# Start of Selection

# A Pipelined/Interleaved IIR Digital Filter Architecture\*

Zhongnong Jiang<sup>†</sup> and Alan N. Willson, Jr.

Electrical Engineering Department, UCLA Los Angeles, California 90095 †Mixed-Signal Products, Texas Instruments Inc. P.O.Box 660199, MS 8729, Dallas, Texas 75266

## **ABSTRACT**

By using a clock rate that is K times the data rate and with interleaved feedback of the output samples, a single expanded digital filter  $H(z^K)$  can be made equivalent to a cascade of k identical filters  $H^k(z)$  with  $1 \le k \le K$ . Whereas this novel pipelining/interleaving (PI) technique can equally be employed for implementing high-performance FIR filters, its main benefit lies in that more efficient high-speed IIR filters become achievable, though their highest possible data rates are still limited by the delays of the critical feedback loops. Hardware architectures and design examples with K = 2 are presented to show how the PI technique works for implementing high-speed IIR filters made as the sum of two allpass functions.

### I. Introduction

Due to their feedback features, high-speed pipelined computations in IIR digital filters are generally unviable. To overcome this shortcoming, several pipelining transformations, which improve an IIR filters' pipelined computation capabilities, have been investigated [1-3]. However, it is also useful to study a new pipelining/interleaving (PI) technique that leads to more hardware-efficient IIR filter designs rather than simply aiming to achieve pipelined IIR filters via the higher-speed techniques described in [1-3]. Though our novel PI technique is also applicable to FIR or multirate filters, this paper will merely focus on its use in pipelined IIR filters made as the sum of two allpass filters [4]. Interested readers are referred to our more detailed Transactions paper [5].

## II. Pipelined/Interleaved Digital Filters

If a digital filter having a transfer function H(z)is expanded by a factor of two, i.e., if each delay element is replaced by a cascade of two delays, the resulting filter's transfer function becomes  $H(z^2)$ . Suppose now we have two independent signal sequences  $x_1(n)$  and  $x_2(n)$  to be filtered by H(z)creating two corresponding independent output sequences  $y_1(n)$  and  $y_2(n)$ . An alternative to the use of two separate filters for this purpose is the multirate implementation using  $H(z^2)$  shown in Fig. 1. (Notice that the transfer functions actually realized, throughout this paper, may have a few additional cascaded sample delays that are usually inconsequential and therefore are not explicitly specified.) This structure uses a single (pipelined/ interleaved) filter to implement two identical filters. In addition to the double registers needed for implementing  $H(z^2)$  the input (output) interleaving (de-interleaving) circuitry shown in Fig. 1, and conveniently implemented with commutators [6], is required. Moreover, the clock rate for this implementation must be double the data rate.

# End of Selection

* **Given problem 1**
Rewrite the entries from the line containing "Looking for: bear's front paw" down to the last line of the entries as a JSON list of strings, one string per line, leaving out blank lines.

# Start of Data excerpts

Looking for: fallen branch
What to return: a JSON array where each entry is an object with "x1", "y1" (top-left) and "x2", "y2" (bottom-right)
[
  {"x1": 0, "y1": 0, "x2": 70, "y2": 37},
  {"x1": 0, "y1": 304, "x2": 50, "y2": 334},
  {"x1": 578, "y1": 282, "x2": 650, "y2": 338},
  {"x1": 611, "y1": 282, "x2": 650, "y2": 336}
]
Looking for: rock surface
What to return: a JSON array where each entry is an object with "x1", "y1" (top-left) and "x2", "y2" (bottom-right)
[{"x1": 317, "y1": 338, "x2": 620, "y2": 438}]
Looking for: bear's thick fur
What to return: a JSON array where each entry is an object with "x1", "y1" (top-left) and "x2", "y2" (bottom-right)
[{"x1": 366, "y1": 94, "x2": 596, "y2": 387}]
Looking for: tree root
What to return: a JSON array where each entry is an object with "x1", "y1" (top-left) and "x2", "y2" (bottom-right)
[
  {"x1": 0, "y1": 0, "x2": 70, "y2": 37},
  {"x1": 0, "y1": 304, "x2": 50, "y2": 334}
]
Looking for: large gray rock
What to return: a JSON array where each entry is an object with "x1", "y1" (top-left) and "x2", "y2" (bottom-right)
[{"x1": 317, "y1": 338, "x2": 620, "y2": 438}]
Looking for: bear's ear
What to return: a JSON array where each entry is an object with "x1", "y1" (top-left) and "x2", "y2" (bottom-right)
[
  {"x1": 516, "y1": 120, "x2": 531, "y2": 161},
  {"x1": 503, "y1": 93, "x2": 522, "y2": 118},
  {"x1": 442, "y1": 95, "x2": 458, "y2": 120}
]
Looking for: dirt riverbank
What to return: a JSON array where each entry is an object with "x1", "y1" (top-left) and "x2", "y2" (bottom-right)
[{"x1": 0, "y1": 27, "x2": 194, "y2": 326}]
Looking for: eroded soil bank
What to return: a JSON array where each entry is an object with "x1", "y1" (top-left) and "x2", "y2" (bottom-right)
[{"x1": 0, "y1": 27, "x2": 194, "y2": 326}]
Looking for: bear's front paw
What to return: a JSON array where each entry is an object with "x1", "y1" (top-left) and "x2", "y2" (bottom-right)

# End of Data excerpts

* **Given problem 2**
Reproduce the IIR filter paper from "### I. Introduction" down to "Transactions paper [5].", changing "unviable" to "impractical".

* **Complete response 1**
[
  "Looking for: bear's front paw",
  "What to return: a JSON array where each entry is an object with \"x1\", \"y1\" (top-left) and \"x2\", \"y2\" (bottom-right)"
]

* **Complete response 2**
### I. Introduction

Due to their feedback features, high-speed pipelined computations in IIR digital filters are generally impractical. To overcome this shortcoming, several pipelining transformations, which improve an IIR filters' pipelined computation capabilities, have been investigated [1-3]. However, it is also useful to study a new pipelining/interleaving (PI) technique that leads to more hardware-efficient IIR filter designs rather than simply aiming to achieve pipelined IIR filters via the higher-speed techniques described in [1-3]. Though our novel PI technique is also applicable to FIR or multirate filters, this paper will merely focus on its use in pipelined IIR filters made as the sum of two allpass filters [4]. Interested readers are referred to our more detailed Transactions paper [5].